• _REQUIREMENT_:
Search the material for lines containing the word "braided", and copy each one.

─── RECORDS SHOWN

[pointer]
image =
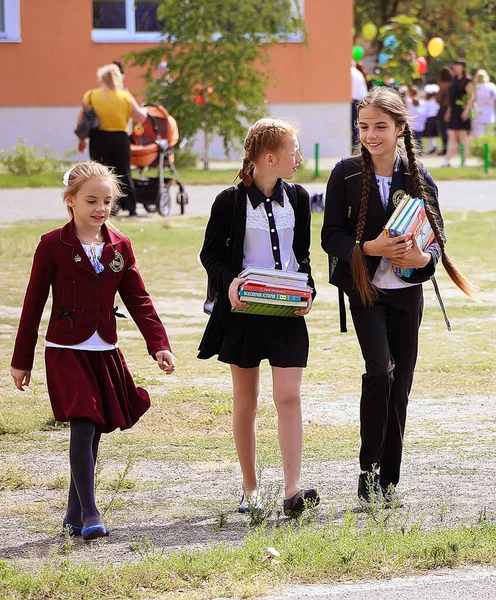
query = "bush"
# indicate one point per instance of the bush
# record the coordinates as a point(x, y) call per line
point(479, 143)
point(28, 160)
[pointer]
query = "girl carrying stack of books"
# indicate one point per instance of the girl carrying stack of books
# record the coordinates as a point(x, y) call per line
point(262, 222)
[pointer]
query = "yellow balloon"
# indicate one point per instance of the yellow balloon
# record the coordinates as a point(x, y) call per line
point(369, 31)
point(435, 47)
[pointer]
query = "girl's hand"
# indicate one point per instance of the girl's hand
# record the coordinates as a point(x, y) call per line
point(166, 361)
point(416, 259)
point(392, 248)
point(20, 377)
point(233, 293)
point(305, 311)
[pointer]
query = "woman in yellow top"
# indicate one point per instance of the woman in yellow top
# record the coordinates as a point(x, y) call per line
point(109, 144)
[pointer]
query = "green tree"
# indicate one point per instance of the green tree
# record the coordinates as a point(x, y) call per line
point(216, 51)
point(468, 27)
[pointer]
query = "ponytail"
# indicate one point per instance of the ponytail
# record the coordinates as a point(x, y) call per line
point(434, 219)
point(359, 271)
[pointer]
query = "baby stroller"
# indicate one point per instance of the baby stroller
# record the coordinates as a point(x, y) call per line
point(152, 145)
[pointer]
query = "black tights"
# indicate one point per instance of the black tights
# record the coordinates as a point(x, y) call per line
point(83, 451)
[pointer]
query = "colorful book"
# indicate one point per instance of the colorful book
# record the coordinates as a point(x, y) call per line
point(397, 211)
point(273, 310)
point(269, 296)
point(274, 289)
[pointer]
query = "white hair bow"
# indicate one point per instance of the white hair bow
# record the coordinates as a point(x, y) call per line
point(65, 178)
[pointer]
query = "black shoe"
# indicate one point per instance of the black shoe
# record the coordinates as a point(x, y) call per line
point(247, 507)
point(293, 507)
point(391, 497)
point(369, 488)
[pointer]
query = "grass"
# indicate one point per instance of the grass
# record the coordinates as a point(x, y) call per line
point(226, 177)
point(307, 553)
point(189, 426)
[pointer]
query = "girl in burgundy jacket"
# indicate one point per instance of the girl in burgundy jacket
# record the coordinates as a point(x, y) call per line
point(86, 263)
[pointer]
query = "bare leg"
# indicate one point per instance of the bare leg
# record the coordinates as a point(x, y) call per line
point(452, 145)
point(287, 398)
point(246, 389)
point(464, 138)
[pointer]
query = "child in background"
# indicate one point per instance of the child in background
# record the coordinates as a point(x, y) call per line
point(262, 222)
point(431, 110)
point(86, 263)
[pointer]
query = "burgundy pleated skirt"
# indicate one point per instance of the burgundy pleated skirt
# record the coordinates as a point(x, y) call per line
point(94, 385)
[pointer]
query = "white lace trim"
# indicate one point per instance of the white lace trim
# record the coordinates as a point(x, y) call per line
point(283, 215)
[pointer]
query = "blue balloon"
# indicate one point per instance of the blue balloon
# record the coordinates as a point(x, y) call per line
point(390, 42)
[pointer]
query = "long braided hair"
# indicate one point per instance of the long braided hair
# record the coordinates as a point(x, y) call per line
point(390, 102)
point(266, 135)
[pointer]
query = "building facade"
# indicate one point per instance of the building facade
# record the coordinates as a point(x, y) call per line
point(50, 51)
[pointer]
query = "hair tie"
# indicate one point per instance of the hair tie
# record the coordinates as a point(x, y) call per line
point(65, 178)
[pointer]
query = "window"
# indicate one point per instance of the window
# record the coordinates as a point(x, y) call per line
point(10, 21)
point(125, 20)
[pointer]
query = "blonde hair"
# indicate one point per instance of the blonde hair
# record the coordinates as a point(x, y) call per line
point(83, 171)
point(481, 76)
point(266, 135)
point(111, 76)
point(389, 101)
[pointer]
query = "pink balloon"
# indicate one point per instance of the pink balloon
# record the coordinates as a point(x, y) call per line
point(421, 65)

──────
─── RECORDS SHOWN

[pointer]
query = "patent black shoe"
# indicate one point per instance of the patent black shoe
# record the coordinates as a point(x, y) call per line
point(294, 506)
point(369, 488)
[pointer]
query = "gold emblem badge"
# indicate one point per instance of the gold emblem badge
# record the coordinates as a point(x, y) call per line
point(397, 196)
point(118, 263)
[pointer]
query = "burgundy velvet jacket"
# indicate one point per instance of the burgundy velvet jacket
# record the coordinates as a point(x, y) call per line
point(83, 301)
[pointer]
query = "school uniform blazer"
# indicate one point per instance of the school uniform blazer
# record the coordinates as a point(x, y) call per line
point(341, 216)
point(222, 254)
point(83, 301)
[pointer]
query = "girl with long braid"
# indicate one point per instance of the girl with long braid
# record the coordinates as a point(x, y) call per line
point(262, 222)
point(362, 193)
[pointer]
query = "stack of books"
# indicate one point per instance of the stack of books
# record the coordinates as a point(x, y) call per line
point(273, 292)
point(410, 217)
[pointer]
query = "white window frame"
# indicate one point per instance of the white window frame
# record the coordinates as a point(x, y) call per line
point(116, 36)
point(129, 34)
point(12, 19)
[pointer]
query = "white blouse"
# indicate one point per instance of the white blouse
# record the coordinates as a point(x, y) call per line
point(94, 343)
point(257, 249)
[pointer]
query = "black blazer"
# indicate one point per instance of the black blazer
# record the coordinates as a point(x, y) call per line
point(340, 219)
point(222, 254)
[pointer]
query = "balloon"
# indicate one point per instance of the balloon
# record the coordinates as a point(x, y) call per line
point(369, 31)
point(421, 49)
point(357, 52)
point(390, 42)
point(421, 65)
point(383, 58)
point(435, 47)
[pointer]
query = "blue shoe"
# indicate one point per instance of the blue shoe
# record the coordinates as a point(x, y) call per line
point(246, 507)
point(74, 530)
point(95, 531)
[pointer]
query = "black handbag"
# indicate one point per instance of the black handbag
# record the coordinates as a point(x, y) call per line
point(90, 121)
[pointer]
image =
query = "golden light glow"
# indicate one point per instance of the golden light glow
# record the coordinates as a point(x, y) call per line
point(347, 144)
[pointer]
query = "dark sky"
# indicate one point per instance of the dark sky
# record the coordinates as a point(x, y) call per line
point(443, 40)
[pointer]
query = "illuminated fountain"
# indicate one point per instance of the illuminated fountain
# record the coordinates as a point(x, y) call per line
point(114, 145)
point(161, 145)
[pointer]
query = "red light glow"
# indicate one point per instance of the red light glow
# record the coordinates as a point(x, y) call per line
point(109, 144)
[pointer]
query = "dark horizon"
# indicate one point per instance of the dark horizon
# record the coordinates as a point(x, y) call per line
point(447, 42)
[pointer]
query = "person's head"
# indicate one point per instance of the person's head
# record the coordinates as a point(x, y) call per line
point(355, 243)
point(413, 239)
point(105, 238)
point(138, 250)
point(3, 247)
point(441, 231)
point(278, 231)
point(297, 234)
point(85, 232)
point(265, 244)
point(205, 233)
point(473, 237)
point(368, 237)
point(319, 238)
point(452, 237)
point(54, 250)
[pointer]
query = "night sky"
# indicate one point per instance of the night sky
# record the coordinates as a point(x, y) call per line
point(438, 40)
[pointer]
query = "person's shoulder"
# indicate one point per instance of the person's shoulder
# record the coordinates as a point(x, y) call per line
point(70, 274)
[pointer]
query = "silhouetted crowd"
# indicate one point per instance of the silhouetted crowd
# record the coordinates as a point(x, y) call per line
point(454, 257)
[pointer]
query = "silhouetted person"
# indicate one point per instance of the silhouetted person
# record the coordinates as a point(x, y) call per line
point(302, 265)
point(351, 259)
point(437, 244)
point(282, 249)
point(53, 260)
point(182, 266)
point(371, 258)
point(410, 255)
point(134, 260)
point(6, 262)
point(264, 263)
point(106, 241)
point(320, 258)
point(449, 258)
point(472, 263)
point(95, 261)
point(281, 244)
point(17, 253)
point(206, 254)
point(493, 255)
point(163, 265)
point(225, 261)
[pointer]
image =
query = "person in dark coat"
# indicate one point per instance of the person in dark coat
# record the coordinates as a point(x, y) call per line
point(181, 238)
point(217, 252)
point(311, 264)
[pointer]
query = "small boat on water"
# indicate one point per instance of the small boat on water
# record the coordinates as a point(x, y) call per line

──────

• _SOLUTION FOR THIS EXERCISE_:
query = "long braided hair"
# indicate one point per instance of the long braided hair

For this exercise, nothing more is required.